**WHAT YOU HAVE TO DO:** The expected answer is the complete listing, reproduced character for character.

::: RECORDS PROVIDED :::

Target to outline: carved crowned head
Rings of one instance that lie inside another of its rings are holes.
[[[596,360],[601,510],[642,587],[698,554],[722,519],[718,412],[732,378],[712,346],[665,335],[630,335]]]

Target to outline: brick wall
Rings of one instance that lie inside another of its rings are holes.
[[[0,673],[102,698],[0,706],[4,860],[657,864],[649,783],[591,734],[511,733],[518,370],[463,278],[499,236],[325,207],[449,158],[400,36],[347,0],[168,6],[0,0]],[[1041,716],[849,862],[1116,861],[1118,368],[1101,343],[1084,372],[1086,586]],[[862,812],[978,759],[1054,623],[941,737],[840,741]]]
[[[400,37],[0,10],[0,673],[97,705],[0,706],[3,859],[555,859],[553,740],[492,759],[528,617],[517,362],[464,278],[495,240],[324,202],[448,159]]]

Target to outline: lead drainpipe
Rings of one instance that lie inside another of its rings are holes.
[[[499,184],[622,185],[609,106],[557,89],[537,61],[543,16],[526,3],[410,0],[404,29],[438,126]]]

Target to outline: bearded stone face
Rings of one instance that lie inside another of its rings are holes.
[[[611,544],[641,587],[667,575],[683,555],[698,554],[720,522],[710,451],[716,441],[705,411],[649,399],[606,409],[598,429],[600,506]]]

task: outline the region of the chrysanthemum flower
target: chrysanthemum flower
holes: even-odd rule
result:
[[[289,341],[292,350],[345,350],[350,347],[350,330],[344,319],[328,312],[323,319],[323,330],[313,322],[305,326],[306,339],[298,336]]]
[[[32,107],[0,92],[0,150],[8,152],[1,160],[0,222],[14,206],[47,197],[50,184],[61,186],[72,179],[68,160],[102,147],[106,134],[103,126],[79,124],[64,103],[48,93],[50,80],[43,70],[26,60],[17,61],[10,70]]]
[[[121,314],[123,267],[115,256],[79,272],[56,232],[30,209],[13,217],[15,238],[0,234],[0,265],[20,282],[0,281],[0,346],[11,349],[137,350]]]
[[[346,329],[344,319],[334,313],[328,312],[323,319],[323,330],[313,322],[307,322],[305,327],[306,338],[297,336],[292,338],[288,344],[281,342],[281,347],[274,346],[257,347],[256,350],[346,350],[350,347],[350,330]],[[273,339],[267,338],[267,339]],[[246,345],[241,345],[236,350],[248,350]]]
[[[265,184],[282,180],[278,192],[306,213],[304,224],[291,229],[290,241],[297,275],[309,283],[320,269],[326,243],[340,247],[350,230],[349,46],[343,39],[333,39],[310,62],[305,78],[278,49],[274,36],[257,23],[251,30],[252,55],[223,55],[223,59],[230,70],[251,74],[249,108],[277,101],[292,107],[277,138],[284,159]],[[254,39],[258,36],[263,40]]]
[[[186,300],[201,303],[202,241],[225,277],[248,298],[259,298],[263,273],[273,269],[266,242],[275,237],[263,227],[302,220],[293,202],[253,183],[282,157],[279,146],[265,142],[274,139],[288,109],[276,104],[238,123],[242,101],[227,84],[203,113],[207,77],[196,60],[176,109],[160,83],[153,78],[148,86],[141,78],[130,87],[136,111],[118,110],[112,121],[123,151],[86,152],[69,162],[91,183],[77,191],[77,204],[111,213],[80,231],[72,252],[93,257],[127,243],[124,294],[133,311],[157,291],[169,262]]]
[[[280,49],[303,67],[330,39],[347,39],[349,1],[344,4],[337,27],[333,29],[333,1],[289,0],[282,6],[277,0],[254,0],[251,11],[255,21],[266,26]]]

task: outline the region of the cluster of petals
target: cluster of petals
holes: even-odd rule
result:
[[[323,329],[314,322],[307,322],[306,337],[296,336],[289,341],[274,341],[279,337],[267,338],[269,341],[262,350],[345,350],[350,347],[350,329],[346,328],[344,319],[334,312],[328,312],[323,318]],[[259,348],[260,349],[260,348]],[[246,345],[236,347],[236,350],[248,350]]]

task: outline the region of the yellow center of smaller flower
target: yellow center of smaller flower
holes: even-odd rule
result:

:::

**SOLVED PROBLEM:**
Target to outline: carved crowned head
Rings of one instance that lie inside another of its rings are holes.
[[[596,360],[601,510],[642,587],[698,554],[722,519],[718,412],[732,378],[712,346],[665,335],[630,335]]]

Target to outline: brick wall
Rings of one instance that lie inside another of its rings are holes.
[[[0,673],[102,698],[0,706],[4,860],[657,864],[649,783],[591,734],[511,733],[518,370],[463,278],[499,236],[325,207],[449,158],[400,36],[347,0],[168,6],[0,0]],[[1041,716],[849,862],[1116,861],[1118,368],[1101,343],[1084,372],[1086,586]],[[862,812],[978,759],[1054,623],[941,737],[840,741]]]
[[[400,37],[0,10],[0,673],[97,705],[0,706],[3,859],[555,859],[553,740],[492,759],[528,617],[517,362],[464,278],[495,240],[324,202],[448,159]]]

Target to outline: lead drainpipe
Rings of one instance that lie inside another of its rings are holes.
[[[499,184],[622,185],[609,106],[557,89],[537,61],[543,16],[526,3],[410,0],[404,29],[438,126]]]

Target to outline: bearded stone face
Rings of one instance that lie inside another of its rings are holes.
[[[611,544],[641,587],[667,575],[683,555],[698,554],[720,522],[710,451],[716,441],[705,411],[649,399],[606,409],[598,429],[600,506]]]

task: outline the region of the chrysanthemum flower
target: chrysanthemum flower
holes: even-odd rule
result:
[[[289,341],[292,350],[345,350],[350,347],[350,330],[344,319],[328,312],[323,319],[323,330],[313,322],[305,326],[306,339],[298,336]]]
[[[32,107],[0,92],[0,150],[8,152],[1,160],[0,222],[14,206],[47,197],[50,184],[61,186],[72,179],[68,160],[102,147],[106,134],[103,126],[79,124],[64,103],[48,93],[50,80],[43,70],[26,60],[17,61],[10,70]]]
[[[121,314],[123,267],[115,256],[79,272],[56,232],[30,209],[13,217],[15,238],[0,234],[0,265],[20,282],[0,281],[0,346],[11,349],[137,350]]]
[[[346,329],[344,319],[334,313],[328,312],[323,319],[323,330],[313,322],[307,322],[305,327],[306,338],[297,336],[292,338],[288,344],[281,342],[281,347],[274,346],[257,347],[256,350],[346,350],[350,347],[350,330]],[[273,339],[267,338],[267,339]],[[246,345],[241,345],[236,350],[248,350]]]
[[[265,184],[282,180],[278,192],[306,213],[304,224],[291,229],[290,241],[297,275],[309,283],[320,269],[326,243],[340,247],[350,230],[349,46],[343,39],[333,39],[310,62],[305,78],[278,49],[274,36],[257,23],[251,30],[252,55],[223,55],[223,59],[230,70],[251,74],[249,108],[277,101],[292,107],[277,138],[284,159]],[[254,39],[258,36],[263,40]]]
[[[186,300],[201,303],[202,241],[225,277],[248,298],[259,298],[263,273],[273,269],[266,242],[275,237],[263,227],[302,220],[293,202],[253,183],[282,157],[279,146],[265,142],[274,139],[288,109],[276,104],[238,123],[242,101],[227,84],[203,113],[207,77],[196,60],[176,109],[160,83],[153,78],[148,86],[141,78],[130,87],[136,111],[118,110],[112,121],[123,151],[86,152],[69,162],[91,183],[77,191],[77,204],[111,213],[80,231],[72,252],[93,257],[127,243],[124,294],[133,311],[157,291],[169,262]]]
[[[280,49],[303,67],[330,39],[347,39],[349,1],[344,4],[337,27],[333,29],[333,1],[289,0],[282,6],[277,0],[254,0],[251,11],[255,21],[266,26]]]

task: outline the region of the cluster of petals
target: cluster of petals
holes: even-odd rule
result:
[[[323,329],[314,322],[307,322],[306,337],[296,336],[289,341],[274,341],[279,337],[267,338],[269,341],[262,350],[345,350],[350,347],[350,329],[346,328],[344,319],[334,312],[328,312],[323,318]],[[259,348],[260,349],[260,348]],[[246,345],[236,347],[236,350],[248,350]]]

task: outline the region of the yellow center of smaller flower
target: yellow center of smaller flower
holes: even-odd rule
result:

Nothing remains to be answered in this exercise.